Object point labels:
□ □ □

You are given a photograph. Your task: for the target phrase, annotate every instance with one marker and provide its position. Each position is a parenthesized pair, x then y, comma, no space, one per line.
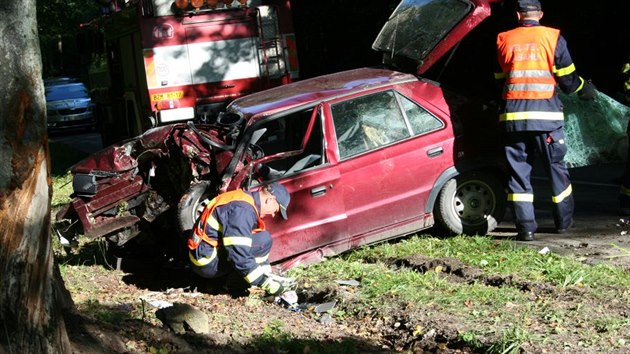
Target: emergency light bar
(197,4)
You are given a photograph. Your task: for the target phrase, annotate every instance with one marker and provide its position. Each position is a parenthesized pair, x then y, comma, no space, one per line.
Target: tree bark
(30,316)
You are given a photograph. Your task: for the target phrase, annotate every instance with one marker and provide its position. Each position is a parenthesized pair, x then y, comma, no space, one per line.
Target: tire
(191,206)
(472,203)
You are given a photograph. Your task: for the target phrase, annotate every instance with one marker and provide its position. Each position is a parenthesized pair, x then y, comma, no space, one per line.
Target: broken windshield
(417,26)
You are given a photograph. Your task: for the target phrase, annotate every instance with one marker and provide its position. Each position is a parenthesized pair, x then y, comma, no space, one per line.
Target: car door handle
(435,152)
(318,191)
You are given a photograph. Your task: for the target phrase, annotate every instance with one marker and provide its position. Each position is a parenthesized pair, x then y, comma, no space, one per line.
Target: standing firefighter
(624,193)
(230,237)
(533,60)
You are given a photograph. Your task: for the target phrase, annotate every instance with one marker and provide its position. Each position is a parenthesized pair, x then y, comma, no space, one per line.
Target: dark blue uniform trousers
(222,265)
(521,148)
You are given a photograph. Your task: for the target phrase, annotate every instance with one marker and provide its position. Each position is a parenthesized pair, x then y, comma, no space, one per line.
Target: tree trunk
(30,315)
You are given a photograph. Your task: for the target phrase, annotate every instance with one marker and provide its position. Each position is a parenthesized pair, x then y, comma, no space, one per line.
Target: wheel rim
(474,202)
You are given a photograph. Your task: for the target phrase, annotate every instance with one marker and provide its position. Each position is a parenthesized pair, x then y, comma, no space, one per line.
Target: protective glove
(588,91)
(271,286)
(287,283)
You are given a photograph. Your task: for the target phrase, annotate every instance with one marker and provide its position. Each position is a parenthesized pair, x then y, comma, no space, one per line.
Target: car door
(316,211)
(391,150)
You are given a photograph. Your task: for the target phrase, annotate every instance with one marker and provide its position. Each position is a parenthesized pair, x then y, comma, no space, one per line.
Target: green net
(595,130)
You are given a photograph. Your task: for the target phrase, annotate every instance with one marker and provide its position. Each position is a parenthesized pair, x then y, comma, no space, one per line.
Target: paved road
(598,233)
(84,142)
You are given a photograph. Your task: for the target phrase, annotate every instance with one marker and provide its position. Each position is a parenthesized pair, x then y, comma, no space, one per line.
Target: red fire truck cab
(180,60)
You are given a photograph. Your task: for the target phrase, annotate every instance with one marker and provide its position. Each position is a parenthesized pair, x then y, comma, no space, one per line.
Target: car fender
(486,163)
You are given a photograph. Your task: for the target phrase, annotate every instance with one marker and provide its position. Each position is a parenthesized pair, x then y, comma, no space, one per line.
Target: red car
(367,154)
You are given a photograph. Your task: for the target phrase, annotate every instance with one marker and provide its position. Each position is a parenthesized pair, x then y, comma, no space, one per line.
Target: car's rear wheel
(472,203)
(191,205)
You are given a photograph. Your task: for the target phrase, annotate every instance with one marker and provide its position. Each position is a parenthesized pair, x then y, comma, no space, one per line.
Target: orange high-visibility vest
(526,56)
(199,230)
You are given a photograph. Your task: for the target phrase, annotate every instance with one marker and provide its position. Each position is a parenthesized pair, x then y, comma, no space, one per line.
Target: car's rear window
(65,92)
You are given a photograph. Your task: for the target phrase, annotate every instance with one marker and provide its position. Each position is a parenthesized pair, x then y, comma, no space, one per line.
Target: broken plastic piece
(350,282)
(325,306)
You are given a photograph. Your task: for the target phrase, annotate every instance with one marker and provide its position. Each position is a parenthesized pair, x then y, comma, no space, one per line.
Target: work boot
(562,230)
(236,285)
(525,236)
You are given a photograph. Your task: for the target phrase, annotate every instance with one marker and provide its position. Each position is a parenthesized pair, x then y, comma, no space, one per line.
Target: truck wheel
(472,203)
(191,206)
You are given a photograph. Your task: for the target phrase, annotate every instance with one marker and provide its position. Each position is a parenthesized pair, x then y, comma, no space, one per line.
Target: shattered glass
(595,130)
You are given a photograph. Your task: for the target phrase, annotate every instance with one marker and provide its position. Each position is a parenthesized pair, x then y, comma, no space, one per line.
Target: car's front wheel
(472,203)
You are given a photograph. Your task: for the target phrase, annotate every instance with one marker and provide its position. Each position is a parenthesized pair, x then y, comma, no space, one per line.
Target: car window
(420,119)
(286,134)
(368,122)
(65,92)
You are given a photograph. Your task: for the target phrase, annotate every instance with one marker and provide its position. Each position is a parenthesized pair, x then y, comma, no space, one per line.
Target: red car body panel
(339,203)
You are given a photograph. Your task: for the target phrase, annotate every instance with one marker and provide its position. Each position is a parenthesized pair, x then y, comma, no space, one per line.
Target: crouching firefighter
(230,237)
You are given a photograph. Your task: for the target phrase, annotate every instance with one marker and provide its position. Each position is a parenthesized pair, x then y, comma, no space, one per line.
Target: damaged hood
(420,32)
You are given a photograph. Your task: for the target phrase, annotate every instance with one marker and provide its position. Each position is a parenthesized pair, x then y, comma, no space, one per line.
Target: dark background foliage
(335,35)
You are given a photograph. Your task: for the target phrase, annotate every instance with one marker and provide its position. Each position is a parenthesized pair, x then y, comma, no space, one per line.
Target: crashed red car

□ □ □

■ **Problem statement**: Retype the whole listing exactly and leave the pictures out.

■ **Output of the exercise**:
You are given a photograph. Your task: for the target phrase, annotate every instance with one marker and provide its position. Each position is a parenthesized pair, x then y, comma, no space, one per line.
Target: emergency light bar
(197,4)
You are given a photograph. Your task: for the target phrase, annotate every instance with one marker and provide its position. Each position is a parenthesized pair, x then y, comma, no space, one per line.
Target: tree bark
(30,316)
You are given a photograph. Your task: for the target phrase, annotate every instance with one marker and provide its position. Each position is a parenthesized pair, x then y, comma, no space, one per line.
Target: tire
(191,206)
(472,203)
You are given a photograph. Your task: for the target phrase, annotate every instance with one marker and provide its position. Each position is a parenthesized pair, x then y, comma, no space, one per line.
Target: broken windshield
(417,26)
You are given a photograph. Your task: for the target phrase, annotate every instance with one marker and provide its position. Each position is a parenthesized pair, x then y, comma, no space, one per line.
Target: car door handle
(435,152)
(318,191)
You are given a photograph. Your task: for the target phrase, annotate every instance with one marker and provide its position. Each position is a parenthesized pair, x then y, comma, no space, one per line.
Target: standing firefighter
(624,193)
(230,237)
(533,60)
You are given a photograph. Your task: for the target phrase, annotate every instance with one marker and provide its position. Each position is a parenthesized pair, x then y, comma, no space, one per line.
Target: dark blue uniform trousers
(222,265)
(521,148)
You are given a photograph. Your task: for the target phrase, annotate every instance with one marker and provide its position. Each position is a parenthesized pair, x then y, comma, no space, one per line.
Target: tree trunk
(30,315)
You are given a photograph. Your task: for the target phrase, annotate every instance with one marker and provide its position. Each position is a parenthesized pair, x then y, comma, no space, one per line.
Target: wheel rim
(474,202)
You are given a photograph. Your task: for the target phrase, annotate every instance with one marker and provide its position. Each position is a parenthesized pair, x then y, comma, no space, one per line.
Target: protective glove
(588,91)
(271,286)
(287,283)
You are given a photograph. Your task: for the target phrase, annotate every instance with one marker and provide its position. Each position is a parenthesized pair, x then y, comma, no space, one per line.
Target: car door
(316,211)
(391,150)
You are given a photograph. Your task: for the target phrase, annotate every instance with one marker and provide its position. Each position is a parenthesized pair, x then y, comma, no space, one per line.
Target: green net
(595,130)
You are given a photograph. Your task: for the target phrase, annotate every instance with one marker and provide its position. Each position is a parenthesized pair, x then y, comma, no space, one per line.
Target: paved road
(598,233)
(84,142)
You are given a photograph. Your task: for the target phrase, annotate every instance with one marker and provide its position. Each position is a parenthesized pair, x then y, comma, no space, one per line.
Target: red fire truck cab
(180,60)
You are given a photograph. Your task: for the target phrase, annotate every instance with one marker and provide its position. Each position is a parenthesized pair, x then y, comma, no space, one per line.
Target: car fender
(486,163)
You are given a photograph. Your task: for the target phrase, annotate every instance with one marker and provide its position. Each position is a parenthesized pair, x then y, comma, no space, one per line.
Target: red car
(367,154)
You are given a photograph. Your task: for the target phrase, annotate every instance with one marker and provide its position. Each position is a parenthesized pair, x then y, comma, no space, one per line.
Target: car's rear wheel
(472,203)
(191,205)
You are given a photograph. Your task: for the target phrase, annotate every instance with one marker and provide its position. Each position is a parenthesized pair, x then y, comma, no space, one per line.
Target: orange high-visibility vest
(526,56)
(199,230)
You are given a photograph. Your task: for the target phrase, annotate every instance with one marker and provide its position. Each position is a parenthesized pair, x then y, comma, no space, one per line.
Target: car's rear window
(65,92)
You are given a photograph. Your task: for the target phrase, annotate every instance with one marker and provide its position. Each position is a parenthesized pair, x then y, comma, no space, one per line.
Target: broken plastic piece
(350,282)
(325,306)
You are given a photograph. Your task: for the target phrase, annotate every instance with one marker and provide its position. Each position is a parenthesized pair, x then y, comma, no space, one per line.
Target: work boot
(562,230)
(236,285)
(525,236)
You are given a photograph. Your task: for the target phrase, annotate every instance with one marker and provide its position. Each position is a parenthesized pair, x then y, comma, no space, one per line.
Target: truck wheel
(472,203)
(191,206)
You are given a photograph. Your task: for the target phrase, annotate every instance with one marker and provide its position. Each position is a parenthesized pair, x then y, comma, no space, one per line.
Target: shattered glass
(595,130)
You are given a photograph. Your task: for the target phrase, annotate every instance with one marker and provide its position. Each position is a parenthesized pair, x then y, comma, no space, one per line.
Target: car's front wheel
(472,203)
You are given a photograph. Your task: for the target phrase, annotate every instance with one marker and provide its position. Each position is a parenthesized pair, x then y, comma, no space, one per line.
Target: car window
(420,119)
(286,134)
(368,122)
(65,92)
You are given a photograph. Your task: for the target phrase, annotate every instance with one marker and provide its position. Each position is a parenthesized pair, x then y, comma, no space, one per line.
Target: red car body panel
(339,203)
You are given a photograph. Your task: for the target phrase, annotate every instance with one marker and provide its position. Each position is a parenthesized pair, x then y, comma, no space, one per line.
Target: crouching firefighter
(230,237)
You are given a photograph. Your task: for the target phrase, annotate every instance with one marker and provide its position. Each position is a parenthesized pair, x then y, comma, no space, one per line.
Target: damaged hood
(420,32)
You are given a photograph. Your task: for the target phrase, annotate every instance with one marker and provide its position. Each position is a parenthesized pair, x then y, comma, no space, one per line.
Target: dark background foliage
(335,35)
You are given a photograph. Your task: for the target phrase, annotate every instance with one marker and provide its position. Each position is a parenthesized pair, x then y, comma, no space, one per line.
Target: crashed red car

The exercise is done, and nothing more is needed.